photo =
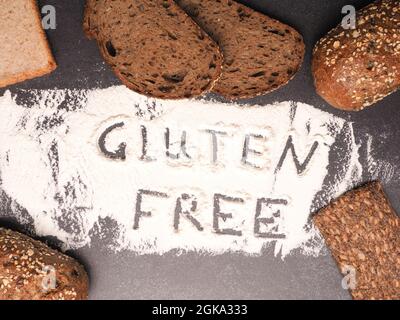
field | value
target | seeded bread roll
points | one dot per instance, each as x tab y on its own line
154	47
261	54
363	232
24	51
354	69
30	270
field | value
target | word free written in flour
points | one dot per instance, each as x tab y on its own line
253	154
154	176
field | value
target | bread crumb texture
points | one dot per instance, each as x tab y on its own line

• **WORK REQUIRED**
Starting with the line that contains "target | seeded bread roll", return each line through the last one of the data above, exactly as written and nothing more.

• **EXPECTED OUTPUT**
target | seeded bread roll
points | one dot per instance, each as x tab y on its own line
154	47
261	54
363	232
24	51
354	69
30	270
field | value
target | word free written in flour
points | one dot per instance, each as x tab y on its own line
253	154
154	176
field | value
target | bread crumb texture
points | one dot per instance, each as x tab y on its own line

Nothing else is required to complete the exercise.